• Records for the task:
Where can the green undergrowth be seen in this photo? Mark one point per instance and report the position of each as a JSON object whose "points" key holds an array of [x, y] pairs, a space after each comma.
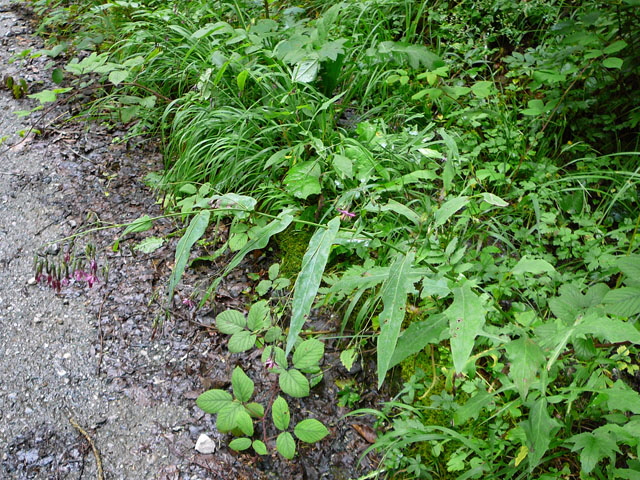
{"points": [[475, 164]]}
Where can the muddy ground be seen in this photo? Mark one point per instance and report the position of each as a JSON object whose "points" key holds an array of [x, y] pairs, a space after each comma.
{"points": [[92, 366]]}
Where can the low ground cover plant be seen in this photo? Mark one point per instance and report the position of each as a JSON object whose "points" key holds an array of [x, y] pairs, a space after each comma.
{"points": [[468, 178]]}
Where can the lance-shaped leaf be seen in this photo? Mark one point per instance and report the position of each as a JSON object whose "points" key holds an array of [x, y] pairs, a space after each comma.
{"points": [[394, 298], [466, 318], [196, 229], [308, 282], [526, 359], [448, 209], [539, 428], [260, 240]]}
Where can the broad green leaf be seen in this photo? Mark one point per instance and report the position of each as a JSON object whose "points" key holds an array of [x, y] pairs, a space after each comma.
{"points": [[492, 199], [306, 71], [45, 96], [630, 266], [348, 357], [259, 240], [230, 322], [242, 385], [294, 383], [310, 430], [57, 76], [526, 359], [418, 335], [280, 413], [244, 422], [118, 76], [195, 230], [534, 266], [612, 62], [394, 294], [309, 278], [242, 341], [254, 409], [593, 447], [308, 354], [149, 244], [483, 88], [272, 334], [615, 47], [263, 287], [623, 302], [303, 179], [466, 318], [401, 209], [239, 205], [239, 444], [227, 419], [448, 209], [473, 407], [259, 447], [286, 445], [536, 107], [343, 166], [212, 401], [258, 318], [540, 428]]}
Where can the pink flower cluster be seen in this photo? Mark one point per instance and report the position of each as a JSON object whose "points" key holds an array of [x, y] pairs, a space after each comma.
{"points": [[58, 276]]}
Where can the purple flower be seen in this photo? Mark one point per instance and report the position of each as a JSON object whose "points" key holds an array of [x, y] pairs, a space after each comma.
{"points": [[188, 303], [344, 214]]}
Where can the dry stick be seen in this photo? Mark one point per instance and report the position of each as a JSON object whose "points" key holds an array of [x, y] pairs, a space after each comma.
{"points": [[101, 333], [96, 454]]}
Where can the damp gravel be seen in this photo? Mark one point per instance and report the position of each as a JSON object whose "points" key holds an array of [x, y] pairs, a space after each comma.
{"points": [[97, 357]]}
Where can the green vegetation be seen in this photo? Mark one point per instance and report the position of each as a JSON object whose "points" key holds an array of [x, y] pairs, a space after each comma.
{"points": [[473, 163]]}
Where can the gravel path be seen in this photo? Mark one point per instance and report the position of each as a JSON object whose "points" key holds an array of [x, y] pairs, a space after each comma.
{"points": [[48, 361]]}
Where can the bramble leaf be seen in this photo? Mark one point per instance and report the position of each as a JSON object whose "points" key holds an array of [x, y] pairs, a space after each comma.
{"points": [[242, 385], [241, 341], [259, 447], [593, 447], [230, 322], [258, 318], [308, 354], [286, 445], [294, 383], [280, 413]]}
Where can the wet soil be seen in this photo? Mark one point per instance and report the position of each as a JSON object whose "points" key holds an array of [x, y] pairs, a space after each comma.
{"points": [[100, 357]]}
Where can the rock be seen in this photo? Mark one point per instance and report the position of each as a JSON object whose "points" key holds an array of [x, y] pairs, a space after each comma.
{"points": [[205, 444]]}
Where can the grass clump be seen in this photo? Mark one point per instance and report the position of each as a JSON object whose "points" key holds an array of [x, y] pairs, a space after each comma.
{"points": [[476, 162]]}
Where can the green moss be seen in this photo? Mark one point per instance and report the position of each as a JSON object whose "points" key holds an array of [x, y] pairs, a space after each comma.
{"points": [[292, 244]]}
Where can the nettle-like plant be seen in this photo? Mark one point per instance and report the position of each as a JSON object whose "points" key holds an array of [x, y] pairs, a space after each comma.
{"points": [[236, 412]]}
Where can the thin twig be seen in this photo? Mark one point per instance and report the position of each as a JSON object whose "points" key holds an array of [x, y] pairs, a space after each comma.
{"points": [[100, 332], [96, 454]]}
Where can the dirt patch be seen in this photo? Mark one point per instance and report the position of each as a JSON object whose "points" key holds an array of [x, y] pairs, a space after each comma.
{"points": [[99, 354]]}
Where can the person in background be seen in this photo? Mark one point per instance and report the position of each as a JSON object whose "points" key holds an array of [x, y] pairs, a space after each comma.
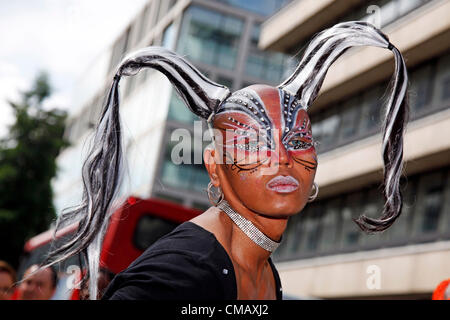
{"points": [[7, 280], [38, 285], [104, 278]]}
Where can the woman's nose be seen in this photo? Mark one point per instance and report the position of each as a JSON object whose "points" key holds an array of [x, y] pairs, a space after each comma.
{"points": [[284, 156]]}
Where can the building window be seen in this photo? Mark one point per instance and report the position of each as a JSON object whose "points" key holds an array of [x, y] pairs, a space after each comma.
{"points": [[327, 227], [351, 234], [350, 116], [360, 115], [441, 93], [371, 107], [265, 65], [188, 176], [262, 7], [429, 206], [330, 226], [178, 111], [168, 40], [210, 37]]}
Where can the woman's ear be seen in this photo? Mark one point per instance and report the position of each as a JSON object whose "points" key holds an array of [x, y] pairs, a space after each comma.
{"points": [[211, 165]]}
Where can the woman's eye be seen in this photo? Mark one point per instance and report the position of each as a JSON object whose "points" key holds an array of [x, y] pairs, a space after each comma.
{"points": [[248, 146], [299, 144]]}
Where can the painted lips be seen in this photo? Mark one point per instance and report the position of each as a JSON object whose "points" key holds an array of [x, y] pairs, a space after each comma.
{"points": [[282, 184]]}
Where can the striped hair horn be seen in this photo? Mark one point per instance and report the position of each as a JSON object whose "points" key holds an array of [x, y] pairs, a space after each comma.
{"points": [[101, 169], [323, 50]]}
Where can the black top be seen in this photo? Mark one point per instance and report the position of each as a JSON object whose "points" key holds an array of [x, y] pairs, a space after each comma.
{"points": [[186, 264]]}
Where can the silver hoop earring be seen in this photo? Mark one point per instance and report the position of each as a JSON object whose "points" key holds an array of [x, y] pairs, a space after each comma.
{"points": [[316, 192], [214, 196]]}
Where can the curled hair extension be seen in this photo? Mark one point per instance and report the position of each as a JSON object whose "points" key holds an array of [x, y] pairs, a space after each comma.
{"points": [[324, 49], [101, 169]]}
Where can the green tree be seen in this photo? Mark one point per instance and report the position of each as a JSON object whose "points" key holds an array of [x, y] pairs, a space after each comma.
{"points": [[27, 165]]}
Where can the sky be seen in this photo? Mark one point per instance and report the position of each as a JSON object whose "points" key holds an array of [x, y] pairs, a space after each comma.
{"points": [[61, 37]]}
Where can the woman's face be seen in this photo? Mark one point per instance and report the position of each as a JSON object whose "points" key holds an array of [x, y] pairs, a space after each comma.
{"points": [[269, 159]]}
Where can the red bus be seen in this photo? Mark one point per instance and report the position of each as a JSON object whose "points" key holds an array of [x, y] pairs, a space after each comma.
{"points": [[136, 225]]}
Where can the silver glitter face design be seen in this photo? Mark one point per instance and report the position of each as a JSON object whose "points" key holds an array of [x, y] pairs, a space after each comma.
{"points": [[248, 102]]}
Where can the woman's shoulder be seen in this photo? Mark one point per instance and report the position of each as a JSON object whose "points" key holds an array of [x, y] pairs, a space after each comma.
{"points": [[187, 263]]}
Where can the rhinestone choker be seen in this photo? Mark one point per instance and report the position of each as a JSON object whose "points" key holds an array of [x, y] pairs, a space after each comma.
{"points": [[249, 228]]}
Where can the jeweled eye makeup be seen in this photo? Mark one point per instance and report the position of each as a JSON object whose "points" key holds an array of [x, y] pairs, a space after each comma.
{"points": [[249, 129]]}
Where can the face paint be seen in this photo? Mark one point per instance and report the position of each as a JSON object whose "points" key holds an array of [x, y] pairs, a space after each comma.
{"points": [[257, 135], [250, 130]]}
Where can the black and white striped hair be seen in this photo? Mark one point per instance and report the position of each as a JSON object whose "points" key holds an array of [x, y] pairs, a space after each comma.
{"points": [[101, 169], [307, 80]]}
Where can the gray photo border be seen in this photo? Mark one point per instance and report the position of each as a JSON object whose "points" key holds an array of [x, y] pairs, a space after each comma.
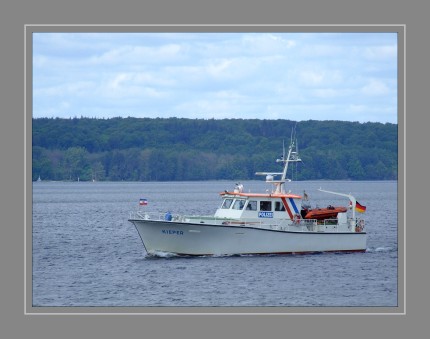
{"points": [[401, 284]]}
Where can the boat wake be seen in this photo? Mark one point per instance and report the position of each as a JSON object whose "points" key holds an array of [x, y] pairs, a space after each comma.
{"points": [[381, 249]]}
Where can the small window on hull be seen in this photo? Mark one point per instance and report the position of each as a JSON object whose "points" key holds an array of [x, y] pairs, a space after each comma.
{"points": [[279, 206]]}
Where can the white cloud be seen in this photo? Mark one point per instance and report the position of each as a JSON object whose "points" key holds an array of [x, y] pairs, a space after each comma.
{"points": [[375, 87], [250, 75]]}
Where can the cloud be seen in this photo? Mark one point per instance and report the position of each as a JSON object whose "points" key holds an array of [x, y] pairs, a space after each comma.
{"points": [[252, 75]]}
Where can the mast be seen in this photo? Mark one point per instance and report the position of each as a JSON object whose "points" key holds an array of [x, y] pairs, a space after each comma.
{"points": [[292, 156]]}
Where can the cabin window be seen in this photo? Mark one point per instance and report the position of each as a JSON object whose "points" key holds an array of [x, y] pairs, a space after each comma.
{"points": [[265, 205], [252, 205], [279, 206], [227, 203], [238, 204]]}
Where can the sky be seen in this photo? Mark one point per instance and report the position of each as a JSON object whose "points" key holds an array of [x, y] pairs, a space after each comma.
{"points": [[294, 76]]}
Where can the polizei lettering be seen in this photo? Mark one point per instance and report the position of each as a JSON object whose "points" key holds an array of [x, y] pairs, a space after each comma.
{"points": [[265, 214], [172, 232]]}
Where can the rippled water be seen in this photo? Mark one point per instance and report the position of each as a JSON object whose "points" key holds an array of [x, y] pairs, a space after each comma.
{"points": [[86, 253]]}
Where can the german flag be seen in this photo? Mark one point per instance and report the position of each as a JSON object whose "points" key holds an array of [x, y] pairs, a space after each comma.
{"points": [[360, 208]]}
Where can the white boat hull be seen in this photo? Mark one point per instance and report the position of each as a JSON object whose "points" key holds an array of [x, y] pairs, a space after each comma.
{"points": [[204, 239]]}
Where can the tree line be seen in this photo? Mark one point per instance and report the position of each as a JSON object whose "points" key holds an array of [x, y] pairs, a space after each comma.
{"points": [[145, 149]]}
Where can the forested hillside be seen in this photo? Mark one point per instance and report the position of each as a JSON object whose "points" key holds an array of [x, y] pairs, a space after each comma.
{"points": [[196, 149]]}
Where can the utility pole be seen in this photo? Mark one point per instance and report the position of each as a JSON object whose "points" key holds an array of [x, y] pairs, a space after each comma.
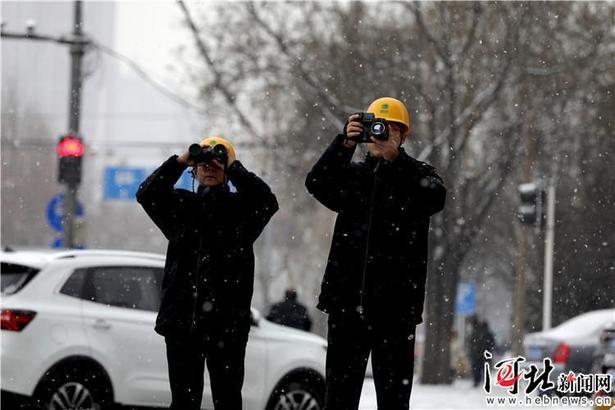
{"points": [[78, 43], [77, 50], [519, 291], [547, 300]]}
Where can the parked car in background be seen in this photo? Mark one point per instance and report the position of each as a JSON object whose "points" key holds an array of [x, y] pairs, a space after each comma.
{"points": [[605, 363], [572, 345], [78, 332], [605, 357]]}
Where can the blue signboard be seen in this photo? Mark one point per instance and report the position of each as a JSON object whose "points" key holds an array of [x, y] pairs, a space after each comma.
{"points": [[55, 212], [466, 299], [123, 182]]}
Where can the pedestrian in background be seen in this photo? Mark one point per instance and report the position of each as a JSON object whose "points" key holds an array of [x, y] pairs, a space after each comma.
{"points": [[209, 272], [374, 283], [481, 339], [290, 312]]}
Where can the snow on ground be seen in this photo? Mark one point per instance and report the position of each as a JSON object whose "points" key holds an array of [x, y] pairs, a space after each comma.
{"points": [[460, 395]]}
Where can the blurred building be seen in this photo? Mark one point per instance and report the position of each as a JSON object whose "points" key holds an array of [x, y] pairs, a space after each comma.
{"points": [[125, 123]]}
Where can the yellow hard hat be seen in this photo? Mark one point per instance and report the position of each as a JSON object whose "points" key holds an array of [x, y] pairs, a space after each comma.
{"points": [[213, 141], [391, 109]]}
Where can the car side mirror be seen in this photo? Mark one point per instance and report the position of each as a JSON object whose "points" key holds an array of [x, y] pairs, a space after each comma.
{"points": [[255, 317]]}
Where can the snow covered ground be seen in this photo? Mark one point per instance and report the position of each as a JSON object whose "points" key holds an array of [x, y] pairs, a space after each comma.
{"points": [[460, 395]]}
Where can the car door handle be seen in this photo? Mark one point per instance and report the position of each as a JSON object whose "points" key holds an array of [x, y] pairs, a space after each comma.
{"points": [[101, 324]]}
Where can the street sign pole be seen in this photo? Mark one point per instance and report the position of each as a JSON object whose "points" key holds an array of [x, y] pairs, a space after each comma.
{"points": [[77, 50], [549, 241]]}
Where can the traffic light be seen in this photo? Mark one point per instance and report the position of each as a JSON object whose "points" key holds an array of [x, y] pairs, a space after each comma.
{"points": [[70, 150], [531, 209]]}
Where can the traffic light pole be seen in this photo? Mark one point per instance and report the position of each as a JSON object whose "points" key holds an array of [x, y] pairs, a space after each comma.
{"points": [[77, 50], [78, 44], [518, 328], [547, 300]]}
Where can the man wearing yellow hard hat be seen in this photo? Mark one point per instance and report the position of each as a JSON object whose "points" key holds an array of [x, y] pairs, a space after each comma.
{"points": [[374, 283], [209, 273]]}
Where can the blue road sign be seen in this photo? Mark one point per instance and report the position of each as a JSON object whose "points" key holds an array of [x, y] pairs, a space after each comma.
{"points": [[55, 212], [122, 182], [466, 298]]}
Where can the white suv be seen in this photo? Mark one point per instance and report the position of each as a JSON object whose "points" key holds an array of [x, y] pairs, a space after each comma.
{"points": [[78, 332]]}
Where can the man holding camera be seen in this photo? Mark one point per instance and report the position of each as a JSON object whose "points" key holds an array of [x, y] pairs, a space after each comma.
{"points": [[374, 283], [209, 272]]}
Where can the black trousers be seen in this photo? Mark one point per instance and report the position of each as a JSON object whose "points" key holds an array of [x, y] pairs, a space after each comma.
{"points": [[351, 338], [186, 357]]}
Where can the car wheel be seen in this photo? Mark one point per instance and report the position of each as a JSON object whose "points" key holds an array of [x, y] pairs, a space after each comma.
{"points": [[297, 395], [73, 388]]}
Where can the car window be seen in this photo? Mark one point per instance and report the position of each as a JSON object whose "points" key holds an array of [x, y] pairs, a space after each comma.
{"points": [[585, 324], [74, 285], [14, 277], [126, 287]]}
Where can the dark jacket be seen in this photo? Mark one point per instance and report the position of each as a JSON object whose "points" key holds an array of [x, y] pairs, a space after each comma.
{"points": [[209, 271], [290, 313], [378, 258]]}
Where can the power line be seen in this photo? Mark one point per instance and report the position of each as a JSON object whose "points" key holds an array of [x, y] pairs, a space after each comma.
{"points": [[147, 78]]}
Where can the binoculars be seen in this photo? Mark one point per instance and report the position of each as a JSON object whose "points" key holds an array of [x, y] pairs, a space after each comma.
{"points": [[199, 154]]}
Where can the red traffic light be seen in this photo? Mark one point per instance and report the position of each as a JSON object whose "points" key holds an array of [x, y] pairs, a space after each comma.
{"points": [[70, 147]]}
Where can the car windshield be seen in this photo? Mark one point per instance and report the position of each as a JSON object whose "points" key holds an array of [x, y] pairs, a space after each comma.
{"points": [[586, 324], [14, 277]]}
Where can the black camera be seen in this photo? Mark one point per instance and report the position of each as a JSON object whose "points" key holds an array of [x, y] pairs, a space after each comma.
{"points": [[373, 127], [199, 154]]}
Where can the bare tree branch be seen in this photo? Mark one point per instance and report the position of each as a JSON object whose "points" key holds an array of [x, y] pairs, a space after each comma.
{"points": [[218, 80], [415, 7], [306, 77]]}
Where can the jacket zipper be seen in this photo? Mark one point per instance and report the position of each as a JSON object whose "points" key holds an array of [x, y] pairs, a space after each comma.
{"points": [[369, 229], [196, 285]]}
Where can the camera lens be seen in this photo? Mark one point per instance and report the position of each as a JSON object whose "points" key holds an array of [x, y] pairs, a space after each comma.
{"points": [[378, 128]]}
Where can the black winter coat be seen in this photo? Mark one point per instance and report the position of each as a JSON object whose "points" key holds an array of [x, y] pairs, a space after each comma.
{"points": [[378, 258], [209, 272]]}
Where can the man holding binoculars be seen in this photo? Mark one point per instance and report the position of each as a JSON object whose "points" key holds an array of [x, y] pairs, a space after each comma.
{"points": [[374, 283], [209, 272]]}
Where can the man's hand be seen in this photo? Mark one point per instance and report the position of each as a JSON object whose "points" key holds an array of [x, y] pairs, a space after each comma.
{"points": [[389, 149], [354, 128], [184, 159]]}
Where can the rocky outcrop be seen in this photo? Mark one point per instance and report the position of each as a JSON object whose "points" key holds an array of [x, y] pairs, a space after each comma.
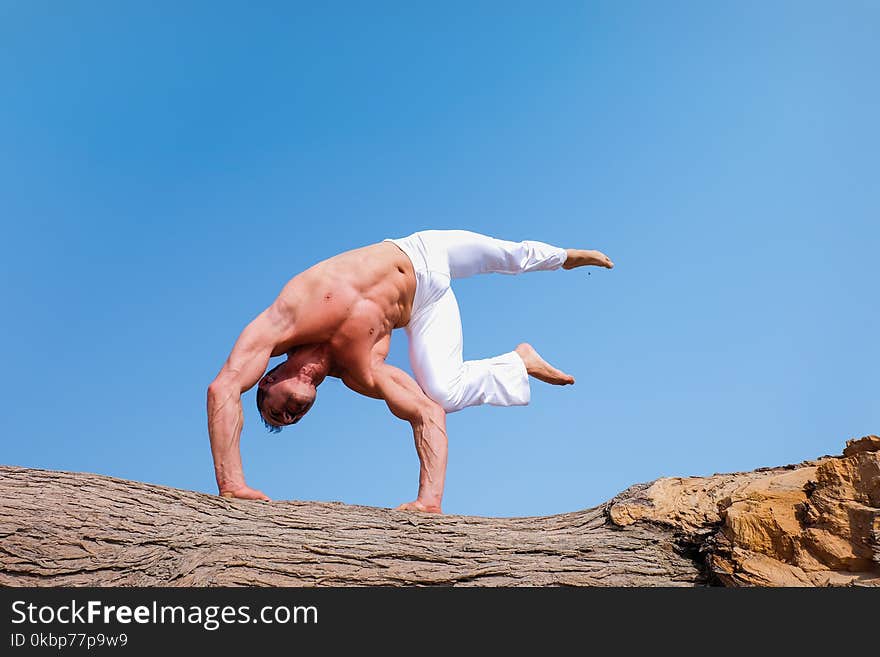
{"points": [[811, 524]]}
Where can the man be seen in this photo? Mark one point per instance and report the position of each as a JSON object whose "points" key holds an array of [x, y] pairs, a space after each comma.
{"points": [[335, 319]]}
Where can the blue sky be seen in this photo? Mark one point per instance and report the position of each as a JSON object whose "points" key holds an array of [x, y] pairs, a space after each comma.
{"points": [[166, 167]]}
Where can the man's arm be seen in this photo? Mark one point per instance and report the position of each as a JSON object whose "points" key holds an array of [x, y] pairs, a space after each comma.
{"points": [[428, 420], [244, 367]]}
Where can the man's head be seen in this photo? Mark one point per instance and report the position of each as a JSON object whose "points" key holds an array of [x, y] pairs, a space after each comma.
{"points": [[287, 391]]}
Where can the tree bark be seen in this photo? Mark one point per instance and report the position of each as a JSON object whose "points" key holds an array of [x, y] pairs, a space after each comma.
{"points": [[809, 524]]}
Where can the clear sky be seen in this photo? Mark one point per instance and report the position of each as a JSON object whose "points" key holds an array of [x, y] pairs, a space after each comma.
{"points": [[166, 167]]}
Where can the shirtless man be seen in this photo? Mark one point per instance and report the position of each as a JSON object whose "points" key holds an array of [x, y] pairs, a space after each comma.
{"points": [[335, 319]]}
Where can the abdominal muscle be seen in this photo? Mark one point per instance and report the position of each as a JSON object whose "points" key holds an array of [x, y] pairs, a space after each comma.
{"points": [[351, 300]]}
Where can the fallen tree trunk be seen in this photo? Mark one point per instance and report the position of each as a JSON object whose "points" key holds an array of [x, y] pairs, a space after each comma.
{"points": [[815, 523]]}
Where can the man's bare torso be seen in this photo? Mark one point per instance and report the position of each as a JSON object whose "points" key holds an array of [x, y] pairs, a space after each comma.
{"points": [[350, 302]]}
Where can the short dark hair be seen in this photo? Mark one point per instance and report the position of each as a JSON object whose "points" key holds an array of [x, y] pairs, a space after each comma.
{"points": [[261, 396]]}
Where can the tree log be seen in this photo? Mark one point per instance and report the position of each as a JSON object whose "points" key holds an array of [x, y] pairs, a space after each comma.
{"points": [[814, 523]]}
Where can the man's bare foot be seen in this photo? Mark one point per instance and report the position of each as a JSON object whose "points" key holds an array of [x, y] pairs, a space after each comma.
{"points": [[582, 257], [420, 507], [540, 368]]}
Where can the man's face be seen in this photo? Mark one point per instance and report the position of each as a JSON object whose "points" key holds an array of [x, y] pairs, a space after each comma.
{"points": [[286, 400]]}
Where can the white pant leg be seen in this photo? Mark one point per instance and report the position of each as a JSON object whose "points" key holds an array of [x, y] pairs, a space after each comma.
{"points": [[470, 253], [435, 330], [435, 353]]}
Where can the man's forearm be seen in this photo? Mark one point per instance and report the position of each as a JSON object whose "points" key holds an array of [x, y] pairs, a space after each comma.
{"points": [[432, 446], [225, 421]]}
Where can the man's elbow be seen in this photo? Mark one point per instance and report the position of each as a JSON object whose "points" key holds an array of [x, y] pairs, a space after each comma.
{"points": [[429, 412], [221, 387]]}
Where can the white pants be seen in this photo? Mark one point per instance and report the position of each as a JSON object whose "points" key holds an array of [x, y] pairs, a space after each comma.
{"points": [[434, 329]]}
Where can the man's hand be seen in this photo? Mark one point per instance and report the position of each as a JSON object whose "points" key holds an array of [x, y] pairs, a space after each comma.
{"points": [[244, 493], [420, 507]]}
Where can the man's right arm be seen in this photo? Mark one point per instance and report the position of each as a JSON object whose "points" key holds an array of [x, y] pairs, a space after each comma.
{"points": [[246, 364], [407, 401]]}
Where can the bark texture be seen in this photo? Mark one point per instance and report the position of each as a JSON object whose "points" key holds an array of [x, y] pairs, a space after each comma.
{"points": [[815, 523]]}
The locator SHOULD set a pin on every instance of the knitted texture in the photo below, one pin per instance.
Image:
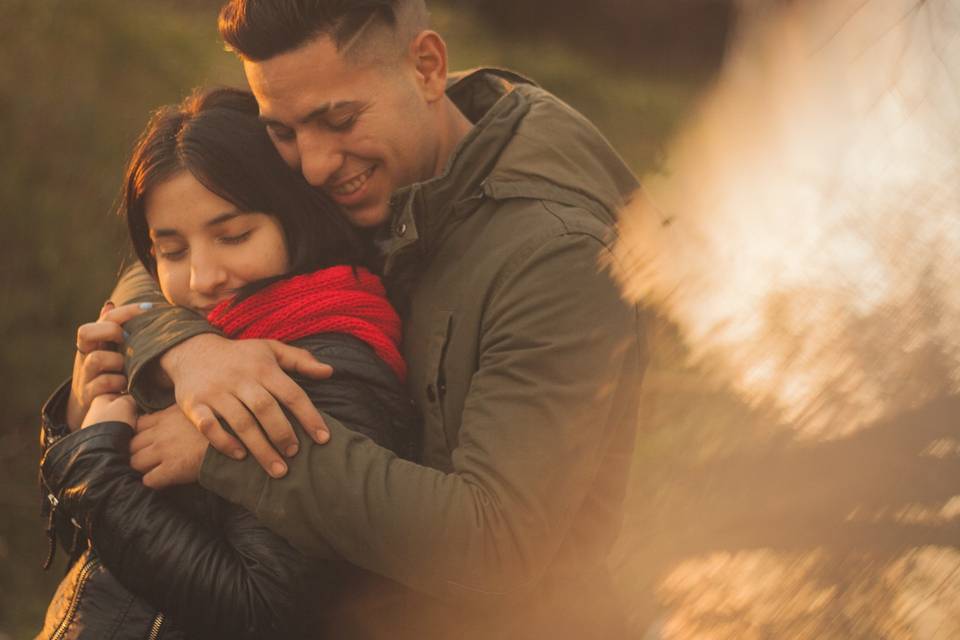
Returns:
(332, 300)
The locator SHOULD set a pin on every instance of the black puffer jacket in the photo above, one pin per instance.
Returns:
(186, 562)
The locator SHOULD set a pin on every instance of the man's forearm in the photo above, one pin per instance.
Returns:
(152, 334)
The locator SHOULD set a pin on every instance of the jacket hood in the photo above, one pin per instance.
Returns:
(525, 143)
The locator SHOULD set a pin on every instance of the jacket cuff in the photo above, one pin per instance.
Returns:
(53, 416)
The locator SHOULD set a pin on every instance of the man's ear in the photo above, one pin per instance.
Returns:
(429, 54)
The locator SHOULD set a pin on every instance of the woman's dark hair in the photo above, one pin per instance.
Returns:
(217, 137)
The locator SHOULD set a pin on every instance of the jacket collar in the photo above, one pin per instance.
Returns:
(420, 212)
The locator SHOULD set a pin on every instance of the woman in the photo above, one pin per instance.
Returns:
(230, 232)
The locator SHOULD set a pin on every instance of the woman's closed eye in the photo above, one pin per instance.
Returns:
(239, 238)
(171, 254)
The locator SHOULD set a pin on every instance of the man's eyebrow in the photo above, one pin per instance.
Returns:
(316, 113)
(220, 219)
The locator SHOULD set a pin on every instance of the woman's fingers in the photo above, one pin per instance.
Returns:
(206, 422)
(99, 362)
(95, 336)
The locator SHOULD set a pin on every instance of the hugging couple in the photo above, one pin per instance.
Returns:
(449, 454)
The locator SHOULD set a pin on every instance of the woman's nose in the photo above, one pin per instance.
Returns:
(207, 275)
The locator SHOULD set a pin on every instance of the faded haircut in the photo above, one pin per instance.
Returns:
(258, 30)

• Brief: Set down exactly the lines of the listing above, from the line holding "the man's eyebrow" through its last line, with nothing added.

• Written answer:
The locator SHOULD set a pin on every instance of the man's eyebrow in the photo above, one pin per instance.
Returns:
(316, 113)
(220, 219)
The locator SHOULD set a pin on every instance of the woman's fingers in the photo above, one pin per instance.
Returns:
(206, 422)
(99, 362)
(95, 336)
The locator SHOULD set a pin on every instance of the hugging couple in the photo above, one pin per instance.
Returns:
(449, 454)
The locator SHOULD set a pin on every instance of the woman's nose in the photo above, one pin per instance.
Returns:
(207, 275)
The locator SHOULD set a pin on every instance of the faded haircut in the photo above, one pin per instance.
Returns:
(258, 30)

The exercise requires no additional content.